WORK TO COMPLETE: Copy out the material below line for line, exactly as it stands.
>> start
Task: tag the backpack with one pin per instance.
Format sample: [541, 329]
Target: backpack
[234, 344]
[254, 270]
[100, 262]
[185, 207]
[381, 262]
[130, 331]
>> end
ANSWER TO THE PROBLEM:
Task: tag the backpack with one pin per instance.
Format sample: [541, 329]
Target: backpack
[234, 344]
[254, 270]
[100, 262]
[185, 207]
[381, 262]
[130, 331]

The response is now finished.